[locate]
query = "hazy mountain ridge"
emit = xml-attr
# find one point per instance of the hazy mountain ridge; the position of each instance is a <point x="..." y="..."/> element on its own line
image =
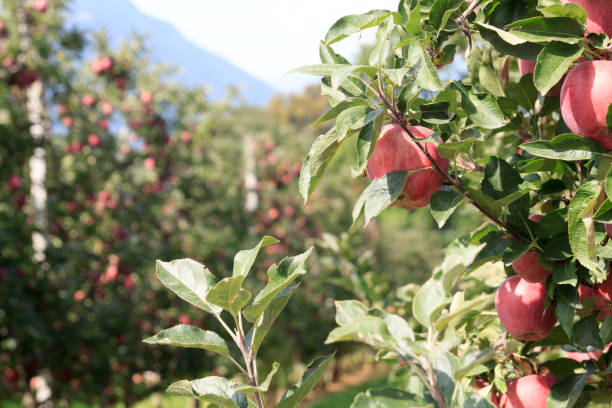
<point x="167" y="45"/>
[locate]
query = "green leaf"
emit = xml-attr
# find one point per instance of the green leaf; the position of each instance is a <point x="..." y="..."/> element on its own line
<point x="570" y="10"/>
<point x="244" y="259"/>
<point x="586" y="334"/>
<point x="508" y="43"/>
<point x="349" y="310"/>
<point x="336" y="110"/>
<point x="436" y="113"/>
<point x="480" y="108"/>
<point x="545" y="29"/>
<point x="441" y="11"/>
<point x="379" y="195"/>
<point x="262" y="326"/>
<point x="581" y="227"/>
<point x="296" y="393"/>
<point x="565" y="394"/>
<point x="316" y="162"/>
<point x="523" y="92"/>
<point x="564" y="311"/>
<point x="279" y="277"/>
<point x="400" y="330"/>
<point x="354" y="118"/>
<point x="321" y="69"/>
<point x="568" y="147"/>
<point x="388" y="398"/>
<point x="370" y="330"/>
<point x="428" y="77"/>
<point x="442" y="205"/>
<point x="566" y="274"/>
<point x="263" y="387"/>
<point x="189" y="280"/>
<point x="552" y="63"/>
<point x="353" y="24"/>
<point x="229" y="295"/>
<point x="471" y="399"/>
<point x="366" y="140"/>
<point x="184" y="335"/>
<point x="215" y="390"/>
<point x="500" y="179"/>
<point x="429" y="298"/>
<point x="605" y="332"/>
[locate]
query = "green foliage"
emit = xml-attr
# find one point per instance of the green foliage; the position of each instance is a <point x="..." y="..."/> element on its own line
<point x="511" y="157"/>
<point x="193" y="283"/>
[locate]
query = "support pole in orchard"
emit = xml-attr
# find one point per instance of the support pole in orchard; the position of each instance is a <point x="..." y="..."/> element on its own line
<point x="38" y="191"/>
<point x="38" y="169"/>
<point x="250" y="179"/>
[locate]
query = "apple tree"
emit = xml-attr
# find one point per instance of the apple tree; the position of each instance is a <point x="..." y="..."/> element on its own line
<point x="518" y="313"/>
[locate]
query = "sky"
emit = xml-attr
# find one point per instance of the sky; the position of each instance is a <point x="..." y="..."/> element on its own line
<point x="266" y="38"/>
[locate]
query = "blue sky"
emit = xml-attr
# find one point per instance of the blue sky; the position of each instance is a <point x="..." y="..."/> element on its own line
<point x="266" y="38"/>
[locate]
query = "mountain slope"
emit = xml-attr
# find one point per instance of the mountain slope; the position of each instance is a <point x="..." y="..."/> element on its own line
<point x="200" y="67"/>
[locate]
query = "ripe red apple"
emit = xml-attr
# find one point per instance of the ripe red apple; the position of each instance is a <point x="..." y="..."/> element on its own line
<point x="602" y="297"/>
<point x="585" y="97"/>
<point x="146" y="97"/>
<point x="41" y="5"/>
<point x="88" y="100"/>
<point x="395" y="151"/>
<point x="528" y="67"/>
<point x="599" y="15"/>
<point x="520" y="308"/>
<point x="150" y="163"/>
<point x="107" y="109"/>
<point x="528" y="265"/>
<point x="186" y="137"/>
<point x="530" y="391"/>
<point x="94" y="140"/>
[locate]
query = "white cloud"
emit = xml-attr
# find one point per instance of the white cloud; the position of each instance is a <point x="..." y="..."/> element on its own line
<point x="266" y="38"/>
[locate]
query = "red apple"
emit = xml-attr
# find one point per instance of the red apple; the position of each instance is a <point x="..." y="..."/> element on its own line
<point x="599" y="15"/>
<point x="528" y="392"/>
<point x="396" y="151"/>
<point x="520" y="308"/>
<point x="186" y="137"/>
<point x="146" y="97"/>
<point x="88" y="100"/>
<point x="149" y="163"/>
<point x="41" y="5"/>
<point x="94" y="140"/>
<point x="585" y="97"/>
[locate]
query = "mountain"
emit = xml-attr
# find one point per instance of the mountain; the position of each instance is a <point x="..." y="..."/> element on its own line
<point x="167" y="45"/>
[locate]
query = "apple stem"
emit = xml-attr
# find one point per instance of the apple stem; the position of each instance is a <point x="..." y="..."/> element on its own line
<point x="401" y="120"/>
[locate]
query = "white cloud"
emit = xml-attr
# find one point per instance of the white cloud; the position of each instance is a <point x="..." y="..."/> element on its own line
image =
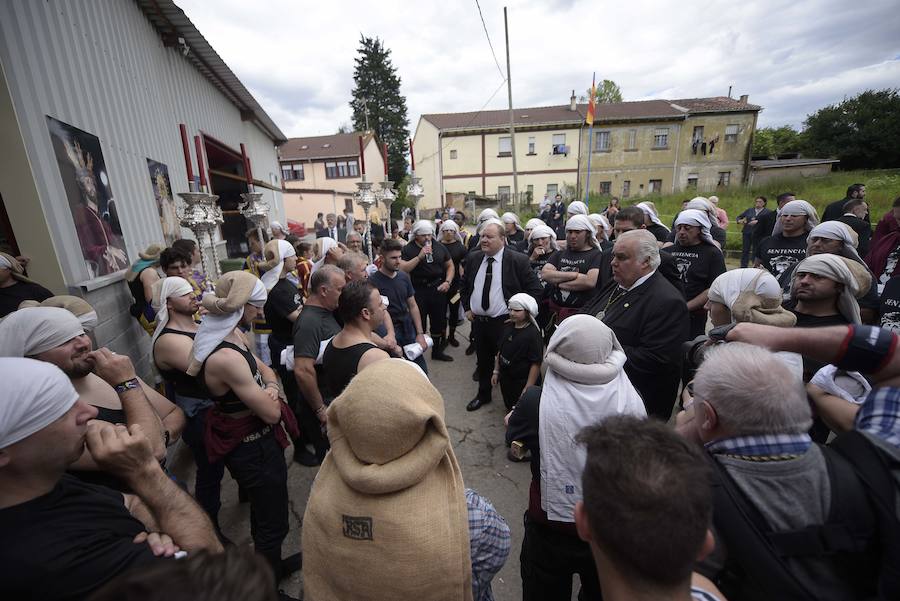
<point x="790" y="57"/>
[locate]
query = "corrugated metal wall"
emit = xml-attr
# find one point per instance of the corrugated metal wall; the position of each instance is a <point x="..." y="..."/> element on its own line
<point x="101" y="66"/>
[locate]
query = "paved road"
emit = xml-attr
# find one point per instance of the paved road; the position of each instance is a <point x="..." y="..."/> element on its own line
<point x="478" y="440"/>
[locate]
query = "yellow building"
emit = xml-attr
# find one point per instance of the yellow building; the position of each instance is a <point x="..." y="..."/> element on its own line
<point x="637" y="148"/>
<point x="320" y="173"/>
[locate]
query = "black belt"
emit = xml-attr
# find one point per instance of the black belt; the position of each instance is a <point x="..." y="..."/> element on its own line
<point x="485" y="318"/>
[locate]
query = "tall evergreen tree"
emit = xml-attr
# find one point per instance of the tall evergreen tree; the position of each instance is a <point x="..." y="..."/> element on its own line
<point x="376" y="91"/>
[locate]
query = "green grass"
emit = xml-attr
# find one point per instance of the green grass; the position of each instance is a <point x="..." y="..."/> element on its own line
<point x="882" y="187"/>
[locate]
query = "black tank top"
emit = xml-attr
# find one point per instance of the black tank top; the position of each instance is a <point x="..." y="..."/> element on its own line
<point x="230" y="402"/>
<point x="340" y="365"/>
<point x="183" y="384"/>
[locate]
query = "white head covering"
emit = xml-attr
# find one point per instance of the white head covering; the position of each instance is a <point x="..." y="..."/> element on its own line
<point x="35" y="394"/>
<point x="525" y="302"/>
<point x="585" y="382"/>
<point x="163" y="290"/>
<point x="838" y="230"/>
<point x="544" y="231"/>
<point x="217" y="325"/>
<point x="285" y="249"/>
<point x="576" y="207"/>
<point x="854" y="276"/>
<point x="698" y="219"/>
<point x="533" y="223"/>
<point x="422" y="227"/>
<point x="797" y="207"/>
<point x="602" y="224"/>
<point x="581" y="222"/>
<point x="648" y="210"/>
<point x="450" y="226"/>
<point x="33" y="330"/>
<point x="325" y="244"/>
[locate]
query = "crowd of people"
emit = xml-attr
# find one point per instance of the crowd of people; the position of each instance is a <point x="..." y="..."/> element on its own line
<point x="693" y="432"/>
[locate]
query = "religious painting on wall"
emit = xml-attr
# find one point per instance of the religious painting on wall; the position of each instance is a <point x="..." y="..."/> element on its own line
<point x="162" y="190"/>
<point x="93" y="207"/>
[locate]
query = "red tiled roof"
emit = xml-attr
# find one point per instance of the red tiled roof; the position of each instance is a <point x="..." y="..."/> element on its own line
<point x="322" y="147"/>
<point x="616" y="111"/>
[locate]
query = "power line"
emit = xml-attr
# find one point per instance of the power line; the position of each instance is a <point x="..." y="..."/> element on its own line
<point x="496" y="62"/>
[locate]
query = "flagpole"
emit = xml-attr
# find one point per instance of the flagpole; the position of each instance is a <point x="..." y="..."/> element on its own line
<point x="587" y="183"/>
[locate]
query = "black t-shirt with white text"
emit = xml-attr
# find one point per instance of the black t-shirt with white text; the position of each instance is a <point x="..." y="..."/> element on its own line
<point x="697" y="265"/>
<point x="777" y="253"/>
<point x="580" y="261"/>
<point x="66" y="544"/>
<point x="284" y="298"/>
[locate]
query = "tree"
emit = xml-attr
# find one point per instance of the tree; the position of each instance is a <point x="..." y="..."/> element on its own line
<point x="772" y="141"/>
<point x="863" y="131"/>
<point x="608" y="91"/>
<point x="376" y="95"/>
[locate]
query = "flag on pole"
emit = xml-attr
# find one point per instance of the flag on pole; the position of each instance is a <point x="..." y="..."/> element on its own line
<point x="591" y="103"/>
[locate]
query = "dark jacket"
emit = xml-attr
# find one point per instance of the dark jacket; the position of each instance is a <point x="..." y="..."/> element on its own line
<point x="517" y="275"/>
<point x="651" y="322"/>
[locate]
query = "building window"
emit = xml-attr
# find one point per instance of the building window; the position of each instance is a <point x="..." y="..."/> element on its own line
<point x="731" y="132"/>
<point x="559" y="144"/>
<point x="292" y="172"/>
<point x="504" y="148"/>
<point x="661" y="137"/>
<point x="338" y="169"/>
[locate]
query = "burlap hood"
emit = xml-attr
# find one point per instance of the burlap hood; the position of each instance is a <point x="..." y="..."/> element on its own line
<point x="386" y="517"/>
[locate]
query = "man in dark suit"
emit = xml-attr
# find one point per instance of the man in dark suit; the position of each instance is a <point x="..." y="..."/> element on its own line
<point x="331" y="230"/>
<point x="649" y="317"/>
<point x="856" y="215"/>
<point x="839" y="207"/>
<point x="486" y="289"/>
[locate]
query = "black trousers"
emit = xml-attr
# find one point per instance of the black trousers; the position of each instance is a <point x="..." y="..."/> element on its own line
<point x="487" y="333"/>
<point x="260" y="470"/>
<point x="433" y="309"/>
<point x="548" y="561"/>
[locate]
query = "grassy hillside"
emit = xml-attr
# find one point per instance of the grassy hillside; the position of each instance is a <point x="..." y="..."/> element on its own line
<point x="882" y="187"/>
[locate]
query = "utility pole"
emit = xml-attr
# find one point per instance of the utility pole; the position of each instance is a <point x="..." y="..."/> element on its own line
<point x="512" y="126"/>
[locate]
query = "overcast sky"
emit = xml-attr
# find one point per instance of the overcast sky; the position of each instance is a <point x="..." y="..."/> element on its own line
<point x="791" y="57"/>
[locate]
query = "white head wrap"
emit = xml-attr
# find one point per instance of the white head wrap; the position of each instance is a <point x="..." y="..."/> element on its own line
<point x="585" y="382"/>
<point x="525" y="302"/>
<point x="216" y="326"/>
<point x="854" y="276"/>
<point x="35" y="394"/>
<point x="33" y="330"/>
<point x="533" y="223"/>
<point x="581" y="222"/>
<point x="648" y="210"/>
<point x="422" y="227"/>
<point x="797" y="207"/>
<point x="450" y="226"/>
<point x="838" y="230"/>
<point x="544" y="231"/>
<point x="576" y="207"/>
<point x="325" y="245"/>
<point x="697" y="219"/>
<point x="285" y="249"/>
<point x="602" y="224"/>
<point x="163" y="290"/>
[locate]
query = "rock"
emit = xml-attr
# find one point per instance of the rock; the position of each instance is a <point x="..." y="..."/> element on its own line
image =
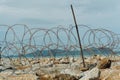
<point x="93" y="74"/>
<point x="116" y="67"/>
<point x="73" y="72"/>
<point x="104" y="63"/>
<point x="84" y="69"/>
<point x="2" y="78"/>
<point x="110" y="74"/>
<point x="64" y="77"/>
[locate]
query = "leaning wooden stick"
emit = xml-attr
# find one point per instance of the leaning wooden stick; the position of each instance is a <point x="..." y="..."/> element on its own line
<point x="78" y="36"/>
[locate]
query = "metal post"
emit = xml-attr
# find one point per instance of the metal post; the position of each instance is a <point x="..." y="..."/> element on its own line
<point x="78" y="35"/>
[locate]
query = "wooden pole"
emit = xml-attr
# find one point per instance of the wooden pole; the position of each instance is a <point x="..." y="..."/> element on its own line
<point x="81" y="50"/>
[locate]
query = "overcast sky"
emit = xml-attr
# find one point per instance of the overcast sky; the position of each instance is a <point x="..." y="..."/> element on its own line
<point x="51" y="13"/>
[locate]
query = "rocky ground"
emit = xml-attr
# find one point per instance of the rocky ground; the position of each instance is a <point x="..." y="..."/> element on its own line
<point x="67" y="68"/>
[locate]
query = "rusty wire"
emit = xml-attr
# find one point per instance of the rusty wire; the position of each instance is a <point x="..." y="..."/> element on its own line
<point x="29" y="40"/>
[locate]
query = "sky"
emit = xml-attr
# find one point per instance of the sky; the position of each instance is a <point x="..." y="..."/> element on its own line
<point x="51" y="13"/>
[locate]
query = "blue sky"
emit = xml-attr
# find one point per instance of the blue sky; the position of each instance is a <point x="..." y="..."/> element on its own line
<point x="51" y="13"/>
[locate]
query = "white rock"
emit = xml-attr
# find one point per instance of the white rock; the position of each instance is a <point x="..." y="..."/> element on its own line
<point x="71" y="72"/>
<point x="93" y="74"/>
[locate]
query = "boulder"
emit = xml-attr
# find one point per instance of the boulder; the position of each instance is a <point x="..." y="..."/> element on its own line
<point x="104" y="63"/>
<point x="110" y="74"/>
<point x="93" y="74"/>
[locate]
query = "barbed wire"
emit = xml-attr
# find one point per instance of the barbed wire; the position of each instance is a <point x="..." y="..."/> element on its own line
<point x="20" y="40"/>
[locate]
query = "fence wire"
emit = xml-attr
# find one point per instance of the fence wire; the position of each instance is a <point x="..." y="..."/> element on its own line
<point x="20" y="40"/>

Task objective –
Find each line in the data above that contains the word "corrugated" and copy those lines.

Reply to the task –
query = "corrugated metal wall"
# find one point per instance of the corrugated metal wall; the position of each instance is a <point x="..." y="..."/> element on its own line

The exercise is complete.